- WORK REQUEST -
Please transcribe the listing below with every word intact.
*** GIVEN RECORDS ***
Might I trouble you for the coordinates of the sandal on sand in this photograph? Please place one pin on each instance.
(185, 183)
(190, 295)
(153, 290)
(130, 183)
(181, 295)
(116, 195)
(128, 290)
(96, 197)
*** End of GIVEN RECORDS ***
- WRITTEN REPLY -
Might I trouble you for the coordinates of the sandal on sand in this photograph? Please place one pin on each instance.
(185, 183)
(190, 295)
(153, 290)
(130, 183)
(181, 295)
(116, 195)
(128, 290)
(96, 197)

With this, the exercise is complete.